> Dataset excerpts:
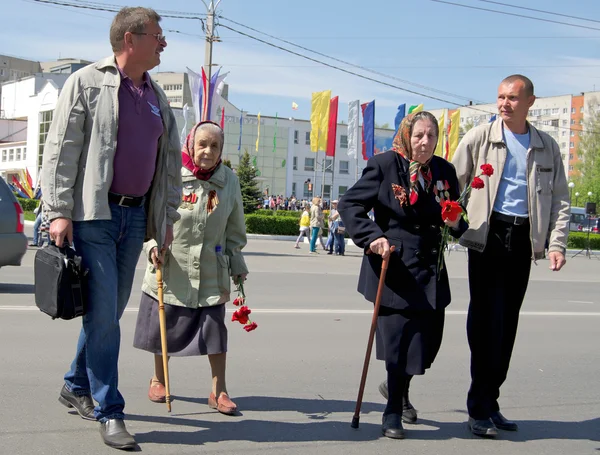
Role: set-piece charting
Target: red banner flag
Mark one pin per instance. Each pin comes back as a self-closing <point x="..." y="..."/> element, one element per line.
<point x="332" y="132"/>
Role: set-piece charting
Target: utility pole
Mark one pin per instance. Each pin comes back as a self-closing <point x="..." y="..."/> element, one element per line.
<point x="211" y="7"/>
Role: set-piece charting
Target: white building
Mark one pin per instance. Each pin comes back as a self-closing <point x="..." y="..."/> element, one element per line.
<point x="175" y="86"/>
<point x="283" y="157"/>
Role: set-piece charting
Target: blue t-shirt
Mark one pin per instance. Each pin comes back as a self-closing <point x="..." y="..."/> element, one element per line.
<point x="511" y="198"/>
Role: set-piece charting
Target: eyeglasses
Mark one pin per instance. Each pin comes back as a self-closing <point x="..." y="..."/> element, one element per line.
<point x="160" y="38"/>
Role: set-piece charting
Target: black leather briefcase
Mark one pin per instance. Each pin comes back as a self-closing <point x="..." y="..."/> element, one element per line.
<point x="60" y="282"/>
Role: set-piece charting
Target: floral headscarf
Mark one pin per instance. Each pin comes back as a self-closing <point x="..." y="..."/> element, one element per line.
<point x="187" y="155"/>
<point x="401" y="145"/>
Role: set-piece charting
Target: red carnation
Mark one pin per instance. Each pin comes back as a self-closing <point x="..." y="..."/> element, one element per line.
<point x="451" y="210"/>
<point x="477" y="183"/>
<point x="250" y="327"/>
<point x="241" y="315"/>
<point x="487" y="169"/>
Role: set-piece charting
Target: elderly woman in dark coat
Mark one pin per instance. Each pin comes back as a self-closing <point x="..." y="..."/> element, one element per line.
<point x="405" y="187"/>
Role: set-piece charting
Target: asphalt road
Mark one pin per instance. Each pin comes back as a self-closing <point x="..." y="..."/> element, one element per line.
<point x="295" y="378"/>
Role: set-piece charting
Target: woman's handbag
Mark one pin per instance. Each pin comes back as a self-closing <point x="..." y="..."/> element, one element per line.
<point x="60" y="282"/>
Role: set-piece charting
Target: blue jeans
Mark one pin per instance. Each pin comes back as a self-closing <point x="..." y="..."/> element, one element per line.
<point x="313" y="238"/>
<point x="110" y="249"/>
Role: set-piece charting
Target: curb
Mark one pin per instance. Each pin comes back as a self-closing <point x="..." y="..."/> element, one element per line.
<point x="292" y="238"/>
<point x="283" y="238"/>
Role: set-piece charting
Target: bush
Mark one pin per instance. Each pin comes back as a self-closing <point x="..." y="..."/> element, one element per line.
<point x="28" y="205"/>
<point x="578" y="241"/>
<point x="288" y="213"/>
<point x="274" y="225"/>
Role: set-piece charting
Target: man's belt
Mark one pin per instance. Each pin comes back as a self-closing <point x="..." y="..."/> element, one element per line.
<point x="126" y="201"/>
<point x="510" y="219"/>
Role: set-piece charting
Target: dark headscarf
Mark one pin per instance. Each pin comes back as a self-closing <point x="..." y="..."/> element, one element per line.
<point x="187" y="154"/>
<point x="401" y="145"/>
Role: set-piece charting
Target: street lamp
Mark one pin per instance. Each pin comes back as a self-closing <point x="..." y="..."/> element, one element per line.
<point x="571" y="186"/>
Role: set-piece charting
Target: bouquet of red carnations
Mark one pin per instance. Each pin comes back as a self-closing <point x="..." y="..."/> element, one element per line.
<point x="242" y="314"/>
<point x="451" y="210"/>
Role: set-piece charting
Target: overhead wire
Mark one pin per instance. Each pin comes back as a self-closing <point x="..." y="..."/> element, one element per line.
<point x="508" y="5"/>
<point x="361" y="67"/>
<point x="104" y="7"/>
<point x="516" y="15"/>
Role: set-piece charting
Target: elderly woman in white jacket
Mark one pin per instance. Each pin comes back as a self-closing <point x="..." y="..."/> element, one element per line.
<point x="205" y="253"/>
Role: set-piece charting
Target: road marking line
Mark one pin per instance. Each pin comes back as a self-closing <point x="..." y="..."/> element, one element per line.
<point x="334" y="311"/>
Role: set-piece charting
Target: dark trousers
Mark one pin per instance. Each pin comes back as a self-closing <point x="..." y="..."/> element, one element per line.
<point x="398" y="384"/>
<point x="498" y="279"/>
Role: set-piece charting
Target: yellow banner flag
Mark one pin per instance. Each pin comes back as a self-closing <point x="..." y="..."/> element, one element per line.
<point x="258" y="134"/>
<point x="453" y="130"/>
<point x="439" y="149"/>
<point x="319" y="120"/>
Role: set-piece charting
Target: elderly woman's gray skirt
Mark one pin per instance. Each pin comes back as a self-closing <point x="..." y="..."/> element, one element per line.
<point x="190" y="331"/>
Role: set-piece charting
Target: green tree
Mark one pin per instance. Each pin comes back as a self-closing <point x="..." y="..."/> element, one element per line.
<point x="464" y="129"/>
<point x="247" y="175"/>
<point x="587" y="171"/>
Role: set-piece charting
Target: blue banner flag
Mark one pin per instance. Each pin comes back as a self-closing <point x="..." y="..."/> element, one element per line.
<point x="399" y="116"/>
<point x="368" y="110"/>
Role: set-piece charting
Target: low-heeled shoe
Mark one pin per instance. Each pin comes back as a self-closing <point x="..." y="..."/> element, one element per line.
<point x="392" y="426"/>
<point x="484" y="427"/>
<point x="157" y="392"/>
<point x="83" y="404"/>
<point x="501" y="422"/>
<point x="224" y="404"/>
<point x="115" y="435"/>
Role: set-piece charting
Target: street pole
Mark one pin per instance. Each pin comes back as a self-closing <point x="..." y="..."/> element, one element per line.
<point x="210" y="37"/>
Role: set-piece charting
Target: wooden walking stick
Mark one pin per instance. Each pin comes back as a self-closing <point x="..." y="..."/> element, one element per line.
<point x="163" y="334"/>
<point x="363" y="379"/>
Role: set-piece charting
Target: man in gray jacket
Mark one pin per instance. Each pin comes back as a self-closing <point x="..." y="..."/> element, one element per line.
<point x="111" y="179"/>
<point x="524" y="203"/>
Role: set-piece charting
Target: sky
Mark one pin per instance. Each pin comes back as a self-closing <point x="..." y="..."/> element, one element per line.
<point x="427" y="46"/>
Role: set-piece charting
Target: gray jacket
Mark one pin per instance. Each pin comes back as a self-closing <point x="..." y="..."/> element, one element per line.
<point x="77" y="169"/>
<point x="548" y="193"/>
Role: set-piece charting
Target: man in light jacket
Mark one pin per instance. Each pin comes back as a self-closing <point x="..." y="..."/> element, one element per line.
<point x="524" y="203"/>
<point x="111" y="179"/>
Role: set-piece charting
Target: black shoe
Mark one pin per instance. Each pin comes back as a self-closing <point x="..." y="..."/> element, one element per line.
<point x="409" y="413"/>
<point x="392" y="426"/>
<point x="501" y="422"/>
<point x="485" y="428"/>
<point x="115" y="435"/>
<point x="83" y="404"/>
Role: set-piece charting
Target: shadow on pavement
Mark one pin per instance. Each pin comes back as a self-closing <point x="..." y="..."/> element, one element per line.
<point x="314" y="408"/>
<point x="16" y="288"/>
<point x="266" y="431"/>
<point x="260" y="253"/>
<point x="529" y="430"/>
<point x="323" y="429"/>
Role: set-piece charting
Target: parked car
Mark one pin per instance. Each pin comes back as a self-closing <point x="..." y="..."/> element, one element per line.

> PROMPT: Nothing but the pictures may be dropped; output the records above exactly.

> TASK ANSWER:
Role: set-piece charting
Target: red banner flag
Mark one pin per instance. Each pin comes back as a self-closing <point x="..." y="..."/> element, one element per line.
<point x="332" y="132"/>
Role: set-piece charting
Target: utility pole
Mark one pin per instance. Each pin comes back as a self-closing <point x="..." y="..."/> element, one element per line.
<point x="211" y="7"/>
Role: set-piece charting
Target: white building
Mark one pin per instance. Each pin comes back as a self-closing <point x="..." y="..."/> element, one element per line.
<point x="175" y="86"/>
<point x="283" y="157"/>
Role: set-piece charting
Target: blue t-shirt
Mark one pin per instance. Each pin comes back as a self-closing <point x="..." y="..."/> element, one element per line.
<point x="511" y="198"/>
Role: set-piece charting
Target: eyeglasses
Mark one pin per instance. Each pin comes back as a self-closing <point x="..." y="..."/> element, one element per line.
<point x="160" y="38"/>
Role: set-piece charting
Target: black leather briefcase
Mark one pin per instance. Each pin comes back as a self-closing <point x="..." y="..."/> element, one element per line.
<point x="60" y="282"/>
Role: set-piece charting
Target: floral headscarf
Mark one pin per instance. Each pin comes back as a self-closing <point x="..." y="..."/> element, one element per line.
<point x="187" y="155"/>
<point x="401" y="145"/>
Role: set-piece charting
Target: red carnation
Mark one pin per instance. Each pin comes back as a self-closing <point x="..." y="..."/> element, one element per line.
<point x="451" y="210"/>
<point x="477" y="183"/>
<point x="250" y="327"/>
<point x="241" y="315"/>
<point x="487" y="169"/>
Role: set-piece charting
Target: elderly woman in dark coat
Mark one pin per instance. Each pin comes back as a self-closing <point x="..." y="..."/> element, one element per line.
<point x="405" y="187"/>
Role: set-piece charting
Target: asphalt road
Mark one pin per instance. Each pin comes back as a self-closing <point x="..." y="..."/> element, one element per line.
<point x="295" y="378"/>
Role: set-piece charting
Target: woman's handbag
Mark one pin per instance. Each pin comes back as a self-closing <point x="..." y="..."/> element, one element per line.
<point x="60" y="282"/>
Role: set-piece charting
Target: blue jeans
Mark one pin per instance. Each pin comes back as a self-closing <point x="..." y="..."/> element, one element per line.
<point x="313" y="238"/>
<point x="110" y="249"/>
Role: set-piece charting
Target: curb
Mark one pin per instance. Each pin comes back as a self-closing <point x="..." y="..."/> element, one element per line.
<point x="292" y="238"/>
<point x="283" y="238"/>
Role: set-piece charting
Target: bush
Mark one pin per instance. Each pin comes back as a self-closing <point x="..." y="..."/> element, one element per line.
<point x="28" y="205"/>
<point x="578" y="241"/>
<point x="288" y="213"/>
<point x="274" y="225"/>
Role: set-piece charting
Target: man's belt
Mark one pin per instance. Each pin comes back as a self-closing <point x="..." y="..."/> element, one element per line.
<point x="126" y="201"/>
<point x="510" y="219"/>
Role: set-piece charting
Target: dark headscarf
Mark one pin per instance. Each pin comes back as a self-closing <point x="..." y="..."/> element, one element per line.
<point x="187" y="154"/>
<point x="401" y="145"/>
Role: set-piece charting
Target: street lamp
Mark one pin per instance. Each pin comes back as a self-closing <point x="..." y="..."/> element, one element per line.
<point x="571" y="186"/>
Role: set-piece charting
Target: bouquet of red carnations
Mark one pin per instance. Each pin comes back as a self-closing <point x="..." y="..."/> element, one element per line.
<point x="242" y="314"/>
<point x="451" y="210"/>
Role: set-piece charting
Target: overhead wire
Mark one pin per instance. Each pin comes back as a self-closing <point x="..." y="..."/> element, one element per line.
<point x="508" y="5"/>
<point x="361" y="67"/>
<point x="104" y="7"/>
<point x="516" y="15"/>
Role: set-piece charting
Target: elderly woman in white jacket
Mark one pin per instance. Each pin comes back as a self-closing <point x="..." y="..."/> element, one element per line.
<point x="205" y="253"/>
Role: set-piece charting
Target: road marking line
Mark one pin per instance. Each pin comes back as a self-closing <point x="..." y="..."/> element, one element per line.
<point x="334" y="311"/>
Role: set-piece charting
Target: dark trousers
Mark one pin per instance. Each pin comes back as a self-closing <point x="..." y="..."/> element, one element per line.
<point x="398" y="384"/>
<point x="498" y="279"/>
Role: set-piece charting
Target: yellow banner flag
Mark one pin per instance. Each pin comes back as a self-closing <point x="..." y="..."/> element, one element per line.
<point x="258" y="134"/>
<point x="453" y="130"/>
<point x="439" y="149"/>
<point x="319" y="120"/>
Role: set-piece charting
Target: elderly woman's gray skirt
Mark one pin per instance. Each pin comes back as a self-closing <point x="..." y="..."/> element, one element per line.
<point x="190" y="331"/>
Role: set-piece charting
Target: green tree
Mark one pin per instance. Each pin comes back as a self-closing <point x="..." y="..."/> element, one element per line.
<point x="464" y="129"/>
<point x="247" y="175"/>
<point x="587" y="171"/>
Role: set-piece charting
Target: blue banner flag
Mark one pin per instance. Each pin comes back as a self-closing <point x="..." y="..."/> element, one element per line.
<point x="399" y="116"/>
<point x="368" y="110"/>
Role: set-piece charting
Target: low-heeled shoe
Mark one pin per instance. Each pin comes back as a self-closing <point x="..." y="..."/> element, one element per line.
<point x="392" y="426"/>
<point x="484" y="427"/>
<point x="157" y="392"/>
<point x="83" y="404"/>
<point x="501" y="422"/>
<point x="224" y="404"/>
<point x="115" y="435"/>
Role: set-piece charting
Target: street pole
Mark one pin per instance. Each pin comes back as a self-closing <point x="..." y="..."/> element, one element per line.
<point x="210" y="37"/>
Role: set-piece charting
Target: wooden walking stick
Mark one pin per instance. Each pin comes back as a self-closing <point x="..." y="..."/> element, one element per line.
<point x="163" y="334"/>
<point x="363" y="379"/>
Role: set-piece charting
Target: man in gray jacket
Mark one pin per instance. Each pin comes back as a self-closing <point x="..." y="..."/> element, one element per line.
<point x="111" y="179"/>
<point x="524" y="203"/>
Role: set-piece charting
Target: sky
Mark one pin per instance. Each pin comes back as a self-closing <point x="..." y="..."/> element, one element per line.
<point x="427" y="46"/>
Role: set-piece charting
Target: gray jacket
Mark one pin per instance. Each pin comes back as a self-closing <point x="..." y="..."/> element, one element per line.
<point x="77" y="169"/>
<point x="548" y="193"/>
Role: set-piece charting
Target: man in light jacket
Mark one pin per instance. Each pin comes back as a self-closing <point x="..." y="..."/> element, one element per line.
<point x="524" y="203"/>
<point x="111" y="179"/>
Role: set-piece charting
Target: black shoe
Mark one pin per instance. Each pin comes back as a self-closing <point x="..." y="..."/> element, one element per line.
<point x="409" y="413"/>
<point x="392" y="426"/>
<point x="501" y="422"/>
<point x="485" y="428"/>
<point x="115" y="435"/>
<point x="83" y="404"/>
Role: set-piece charting
Target: shadow on pavement
Mark one pin per instance. Each pin comes back as a self-closing <point x="..." y="..."/> element, one element per line.
<point x="314" y="408"/>
<point x="16" y="288"/>
<point x="266" y="431"/>
<point x="260" y="253"/>
<point x="529" y="430"/>
<point x="323" y="429"/>
Role: set-piece charting
Target: parked car
Mark one pin per instance. Each pin comes back as a self-closing <point x="..." y="..."/> element, one element per line.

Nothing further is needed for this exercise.